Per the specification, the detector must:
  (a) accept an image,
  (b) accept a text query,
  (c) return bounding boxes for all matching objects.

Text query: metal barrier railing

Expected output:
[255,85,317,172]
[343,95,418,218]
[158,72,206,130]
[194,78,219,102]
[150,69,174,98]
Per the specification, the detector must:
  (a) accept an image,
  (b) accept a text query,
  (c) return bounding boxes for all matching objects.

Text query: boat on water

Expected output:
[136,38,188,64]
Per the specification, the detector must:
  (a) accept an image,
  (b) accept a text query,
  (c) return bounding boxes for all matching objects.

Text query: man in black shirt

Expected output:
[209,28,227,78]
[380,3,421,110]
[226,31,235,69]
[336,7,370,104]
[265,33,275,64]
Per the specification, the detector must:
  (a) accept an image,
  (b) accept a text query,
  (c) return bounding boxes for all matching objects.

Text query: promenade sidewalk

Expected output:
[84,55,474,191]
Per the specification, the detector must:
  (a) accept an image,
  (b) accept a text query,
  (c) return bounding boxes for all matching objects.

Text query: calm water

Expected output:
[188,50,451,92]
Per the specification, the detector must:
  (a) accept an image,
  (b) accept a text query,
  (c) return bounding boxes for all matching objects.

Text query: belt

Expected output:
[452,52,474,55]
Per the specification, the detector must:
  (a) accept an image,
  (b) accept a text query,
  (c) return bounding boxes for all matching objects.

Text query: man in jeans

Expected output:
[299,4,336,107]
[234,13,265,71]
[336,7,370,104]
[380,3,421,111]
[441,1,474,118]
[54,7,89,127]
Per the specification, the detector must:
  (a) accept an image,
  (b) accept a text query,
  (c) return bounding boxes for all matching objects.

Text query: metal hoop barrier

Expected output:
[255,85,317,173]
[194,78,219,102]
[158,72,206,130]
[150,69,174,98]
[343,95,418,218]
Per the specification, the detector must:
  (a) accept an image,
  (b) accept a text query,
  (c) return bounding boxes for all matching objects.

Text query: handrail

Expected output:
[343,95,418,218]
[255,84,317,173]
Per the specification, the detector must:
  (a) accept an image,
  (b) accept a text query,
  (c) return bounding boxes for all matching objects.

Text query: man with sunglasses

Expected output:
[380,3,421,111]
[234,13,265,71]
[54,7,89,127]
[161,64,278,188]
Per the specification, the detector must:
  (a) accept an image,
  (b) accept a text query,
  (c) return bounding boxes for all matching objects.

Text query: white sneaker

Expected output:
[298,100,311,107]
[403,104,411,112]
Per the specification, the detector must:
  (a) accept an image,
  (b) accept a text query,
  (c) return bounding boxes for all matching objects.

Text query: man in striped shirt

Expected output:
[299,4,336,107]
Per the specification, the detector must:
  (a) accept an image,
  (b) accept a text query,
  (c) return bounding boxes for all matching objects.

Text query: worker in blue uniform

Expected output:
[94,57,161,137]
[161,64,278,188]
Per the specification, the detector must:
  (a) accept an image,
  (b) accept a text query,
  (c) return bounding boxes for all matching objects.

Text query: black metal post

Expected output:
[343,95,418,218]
__________
YOUR TASK. Which lines in the rows above contain the string "metal"? Gather every such line, and treat uppercase and lowercase letters as different.

OUTPUT.
Text query: metal barrier railing
Text query: metal hoop barrier
Text query: black metal post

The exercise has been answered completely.